Exercise instructions:
Output exactly, please, the lines of the records below from the one containing "of the stone" through the final line.
--------
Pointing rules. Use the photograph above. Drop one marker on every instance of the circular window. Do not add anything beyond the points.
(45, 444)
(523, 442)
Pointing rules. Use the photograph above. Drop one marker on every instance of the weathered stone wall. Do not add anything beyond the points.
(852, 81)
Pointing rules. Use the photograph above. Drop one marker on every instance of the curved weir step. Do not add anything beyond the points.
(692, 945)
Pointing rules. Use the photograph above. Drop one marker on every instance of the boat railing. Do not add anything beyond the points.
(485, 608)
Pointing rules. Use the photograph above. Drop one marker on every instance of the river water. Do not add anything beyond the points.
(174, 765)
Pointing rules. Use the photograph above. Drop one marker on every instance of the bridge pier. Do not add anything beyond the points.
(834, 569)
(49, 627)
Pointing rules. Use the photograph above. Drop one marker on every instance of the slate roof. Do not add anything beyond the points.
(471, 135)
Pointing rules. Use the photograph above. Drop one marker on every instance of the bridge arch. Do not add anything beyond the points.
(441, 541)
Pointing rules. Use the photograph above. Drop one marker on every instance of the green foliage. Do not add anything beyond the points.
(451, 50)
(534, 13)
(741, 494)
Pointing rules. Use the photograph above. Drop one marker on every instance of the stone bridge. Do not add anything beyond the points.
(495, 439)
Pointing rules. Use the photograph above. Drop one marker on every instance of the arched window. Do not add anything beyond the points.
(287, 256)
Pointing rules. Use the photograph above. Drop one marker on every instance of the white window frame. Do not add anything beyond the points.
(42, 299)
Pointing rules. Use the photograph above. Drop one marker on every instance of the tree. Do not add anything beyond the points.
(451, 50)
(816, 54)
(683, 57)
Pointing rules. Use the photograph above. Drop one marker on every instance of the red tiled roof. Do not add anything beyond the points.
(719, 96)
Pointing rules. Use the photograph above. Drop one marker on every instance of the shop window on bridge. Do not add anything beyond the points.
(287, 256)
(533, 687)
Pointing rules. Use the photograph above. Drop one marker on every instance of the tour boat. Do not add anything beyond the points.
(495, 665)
--------
Solution for this task:
Pointing rules. Use the photograph above. Drop one marker on every instance of the stone bridge. Do not add anything beyond the points.
(495, 439)
Pointing rules. Use the photograph above. Drop one marker on every instance of the arched window. Do not add anything beyond the points.
(287, 256)
Pointing rules. Use the photograph above. Drop one marker on every instance of the white window frame. Do not add anything beyond the points.
(42, 299)
Pointing rules. Use the photograph above. Drop one marker on every instance of the tree. Do not add anything beyond the points.
(451, 50)
(816, 54)
(683, 57)
Pointing rules. Use the photograph above. Drop one marker on every instance of the red tiled roof. Do not add anything beyond the points.
(719, 96)
Pointing rules. Use the photograph above. Drop one marker on every instance of the shop window on bridge. Do not add anything beyond the points.
(287, 256)
(533, 687)
Pointing rules. Use the photograph above. Drop one marker on every instance of the tour boat. Do not add anything beyond the points.
(495, 665)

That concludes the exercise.